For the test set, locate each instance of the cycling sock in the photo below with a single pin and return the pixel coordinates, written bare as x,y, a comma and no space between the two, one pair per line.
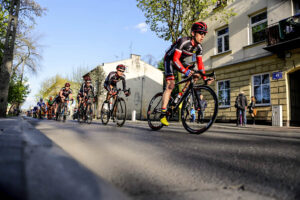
163,112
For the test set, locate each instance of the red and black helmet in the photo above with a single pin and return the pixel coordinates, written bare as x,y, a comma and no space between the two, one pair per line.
87,78
121,67
199,27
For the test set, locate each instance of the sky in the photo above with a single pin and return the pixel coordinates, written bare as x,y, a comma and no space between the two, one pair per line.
77,33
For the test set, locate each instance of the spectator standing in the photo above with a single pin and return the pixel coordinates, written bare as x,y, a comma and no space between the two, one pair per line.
252,109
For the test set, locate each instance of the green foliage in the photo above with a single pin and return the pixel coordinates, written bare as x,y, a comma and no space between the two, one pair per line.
18,90
171,19
51,87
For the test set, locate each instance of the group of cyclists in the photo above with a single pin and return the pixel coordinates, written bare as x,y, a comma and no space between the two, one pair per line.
185,48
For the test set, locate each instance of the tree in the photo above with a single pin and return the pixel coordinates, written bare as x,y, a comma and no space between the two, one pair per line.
171,19
51,86
18,91
28,10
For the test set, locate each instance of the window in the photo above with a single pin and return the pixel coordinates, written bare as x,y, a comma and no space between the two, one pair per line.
224,93
220,3
223,40
258,24
296,6
261,89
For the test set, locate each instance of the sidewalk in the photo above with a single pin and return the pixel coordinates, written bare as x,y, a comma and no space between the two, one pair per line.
33,167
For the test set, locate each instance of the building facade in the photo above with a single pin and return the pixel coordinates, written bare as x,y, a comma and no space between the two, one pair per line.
257,52
143,79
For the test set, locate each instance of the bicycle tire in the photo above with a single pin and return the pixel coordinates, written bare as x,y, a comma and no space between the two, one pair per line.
155,108
213,110
105,113
89,116
120,116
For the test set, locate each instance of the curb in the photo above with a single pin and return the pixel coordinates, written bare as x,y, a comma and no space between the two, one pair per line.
50,173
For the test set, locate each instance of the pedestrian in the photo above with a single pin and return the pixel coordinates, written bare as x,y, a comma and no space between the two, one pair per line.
241,107
201,109
252,109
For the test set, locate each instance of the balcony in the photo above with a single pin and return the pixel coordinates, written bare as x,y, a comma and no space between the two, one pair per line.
284,35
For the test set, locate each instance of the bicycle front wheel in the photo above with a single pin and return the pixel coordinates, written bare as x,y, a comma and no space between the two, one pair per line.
89,114
105,113
199,113
120,112
154,112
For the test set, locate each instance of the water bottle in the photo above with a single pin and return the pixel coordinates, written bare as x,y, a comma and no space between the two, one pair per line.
178,97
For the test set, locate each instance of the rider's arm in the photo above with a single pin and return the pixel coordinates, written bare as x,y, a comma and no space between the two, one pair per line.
201,65
178,64
108,80
60,93
124,83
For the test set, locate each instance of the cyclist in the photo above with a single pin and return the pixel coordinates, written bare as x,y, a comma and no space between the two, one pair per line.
184,49
50,104
65,94
110,83
86,91
41,107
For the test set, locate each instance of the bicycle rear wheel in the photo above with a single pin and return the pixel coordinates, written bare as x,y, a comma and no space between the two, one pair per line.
154,111
105,113
89,114
120,112
204,114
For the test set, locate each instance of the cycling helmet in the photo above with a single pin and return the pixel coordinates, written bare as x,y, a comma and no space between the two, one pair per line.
121,67
87,78
199,27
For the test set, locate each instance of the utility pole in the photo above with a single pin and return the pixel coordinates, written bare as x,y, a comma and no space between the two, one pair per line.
6,65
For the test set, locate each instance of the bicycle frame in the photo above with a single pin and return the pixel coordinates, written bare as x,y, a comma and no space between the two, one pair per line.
190,87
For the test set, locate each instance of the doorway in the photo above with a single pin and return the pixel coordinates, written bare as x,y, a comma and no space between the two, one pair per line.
295,98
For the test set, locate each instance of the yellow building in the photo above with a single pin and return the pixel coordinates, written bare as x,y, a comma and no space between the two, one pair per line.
257,52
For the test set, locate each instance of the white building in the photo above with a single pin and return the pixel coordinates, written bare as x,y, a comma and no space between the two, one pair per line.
143,79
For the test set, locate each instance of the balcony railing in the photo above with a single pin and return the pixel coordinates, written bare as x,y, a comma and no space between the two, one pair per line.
282,32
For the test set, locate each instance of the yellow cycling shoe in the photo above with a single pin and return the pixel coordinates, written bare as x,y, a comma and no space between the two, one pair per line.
164,121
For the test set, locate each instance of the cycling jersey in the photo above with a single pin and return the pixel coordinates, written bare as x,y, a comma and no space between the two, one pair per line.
84,89
50,103
65,92
181,54
41,104
112,79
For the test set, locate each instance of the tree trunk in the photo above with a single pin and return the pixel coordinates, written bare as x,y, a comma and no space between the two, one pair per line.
6,65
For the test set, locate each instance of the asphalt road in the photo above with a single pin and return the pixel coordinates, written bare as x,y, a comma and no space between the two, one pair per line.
223,163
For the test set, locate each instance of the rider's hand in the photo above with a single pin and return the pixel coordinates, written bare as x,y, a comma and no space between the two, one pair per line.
208,81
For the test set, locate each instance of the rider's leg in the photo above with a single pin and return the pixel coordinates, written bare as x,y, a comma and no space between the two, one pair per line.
165,100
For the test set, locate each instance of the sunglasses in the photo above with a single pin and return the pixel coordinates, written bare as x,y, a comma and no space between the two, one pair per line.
201,33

----

DIRECTION:
Transcribe the listing in full and omit the pictures.

COMPLETE ANSWER:
For the test set, locate each instance of the cycling sock in the photo below with a single pin and return the pixel coordinates, written bare as x,y, a comma and no space between the two, one pair per line.
163,112
For the test set, locate each instance of the red and black helmet in the photo above with a single pin and return the pixel coordinates, written bare as x,y, a comma and no space between the two, one pair per line.
87,78
121,67
199,27
For the test set, locate each instance of the sky in the photo above with a single pin and return the pixel coordinates, written bare as x,y, a comma and no space between the two, one pair per line.
77,33
For the test set, locate each instance of the spectator standing in the photo above with a single pin and return the pixel coordinates, written bare as x,y, a comma and no space between the two, one pair per line.
252,109
For the test set, locate each instance of the green foliage in the photo above with a single pin and return the pixel coordinates, written bare as x,y, a comma and no space between the two, one pair per line.
18,90
171,19
51,87
For the test set, locate each instance of the group of cyclists in the photo above with a single pin and return the pixel coordinates, written bare as x,y, a comma and no space between the two, one pair per line.
185,48
For the test set, locate each instance of the tree in the photo above with a single pin and return the pixel coordinates, written bare as x,y, a comma and no space between the two, one pair per line.
171,19
51,86
18,91
28,10
For the test set, locate each instance of the window in the photo above with a single pin and return the pixel coordinates, written bare as x,y, a comma and no space between the two, one pair per line.
224,93
220,3
223,40
258,24
296,6
261,89
For the test set, locate each instance of the sidewalk in the photo above with a single pin and return the pixel coordinates, written bare as x,y, a comma and no space between the two, one pair per line.
33,167
For the test set, locate each instance of the building facade in the photo above with a single pin and return the pixel coordinates, written bare as x,y, a comma and no space between the two, one pair per line.
257,52
143,79
For the test set, locate each instance of the bicycle tire in the photo above with a single pin and return the pixel coordinates, written bare as x,y, a comma and no space between the two, one pair per line.
155,108
213,110
105,113
89,116
120,116
For the test set, locate each instance of the curb in the photo above with a single pin and return the pixel coordinates, written bare as x,y, a comma and no space between the two, one pair per line.
50,173
For the test set, locate each instance of the pedestrian in the photo above with a single pin and return the pixel coordinates, written bare as x,y, a comma and no space between the two, one pair per line.
241,107
201,109
252,109
For the test set, locate each instance of the balcony in the photo above with a single pin and return the pixel coordinates, written bare as x,y, a comma and no space between the two, one pair per line.
284,35
For the test set, locate each instance of the bicycle front wheel in the photo above with a single pin and return the pixel coordinates, written bare as x,y, a comma and no space between the two, one pair per line.
89,114
105,113
199,113
120,112
154,112
For the test set, locate each instance of the water bottle in the photo above with a single pin and return the pixel coordinates, written bare as x,y, a comma and no space between the two, one pair per line.
178,97
For the test set, locate each instance of the rider's arm in the photo above with a single pin and return the pixel coordinates, written bare as x,y, a comma and no space between the two, one pair per line.
201,65
178,64
108,80
60,93
124,83
For the test set, locate each instance of the cyclist in the photo above with a single pin and return the pixel coordinates, written bare as x,y, a comma and no space between the two, one pair per line.
184,49
50,104
65,94
110,83
86,91
41,107
For the test set, locate each instance of the bicycle rear wheel in the photo above with a single pin and return the pixel coordinates, written bare as x,y, a comma and no space between the two, one pair per line.
154,111
105,113
89,114
120,112
204,114
For the test set, locate each instance of the cycling helmet in the photo above with a single pin and return the pixel coordinates, written bare as x,y, a comma and no space between the two, one pair per line.
121,67
87,78
199,27
For the test set, locate each instance of the utility pole in the photo above with a single pin and return the pixel coordinates, written bare as x,y, a comma and no space between the two, one pair per line.
6,65
For the test set, locate each instance of the bicycle frame in the photo above with a single pin and return the pixel coordinates, written bare as x,y, a comma and no space between the two, one pair per line.
190,87
For the test set, locate each instance of the doorway in the photo above with a single pin and return the pixel coordinates, written bare as x,y, a comma and no space between the two, one pair per line.
295,98
For the test set, locate each instance of the yellow building in the photo above with a single pin and return the pixel coordinates, written bare as x,y, a comma and no space between the two, one pair per line.
257,52
For the test set, locate each instance of the white building in the photo above with a single pin and return the pixel coordinates, written bare as x,y, a comma and no space between the two, one pair per line.
143,79
For the test set, locate each instance of the balcony railing in the photo above with a single pin and return the pixel coordinates, written bare as x,y, a comma and no space between the two, one pair per line.
282,32
For the test set, locate each instance of the yellow cycling shoe in the photo above with a single pin and return the pixel coordinates, written bare as x,y, a comma and no space between the two, one pair per line.
164,121
For the test set, locate each instance of the cycling jersey in the photo above with a single pin and return the pixel coordinates, written bare as x,y, a comma and no space between the two, one pair per line.
84,89
50,103
65,92
181,54
41,104
112,79
For the test set, locate each instance of the tree trunk in the photo above with a single pin and return the pixel coordinates, written bare as x,y, a comma and no space between the two, one pair per line.
6,65
For the test set, locate each instance of the asphalt road in the photo above with a single pin and return the pixel coordinates, written bare as x,y, a comma and no space between the two, one pair per line.
223,163
For the test set, locate each instance of the rider's hand in the photo above with a single pin and return the pixel coordinates, written bare as x,y, a comma and no space between the two, one pair per line.
208,81
For the test set, locate each instance of the rider's leg in the photo above with a single pin and return the pixel coordinates, written bare as x,y, a comma and no space between the two, one pair per line.
165,100
For the test set, locate each instance of the sunglasses in the photo above with a single pin and return the pixel coordinates, written bare as x,y, a comma and no space between the two, one pair per line.
201,33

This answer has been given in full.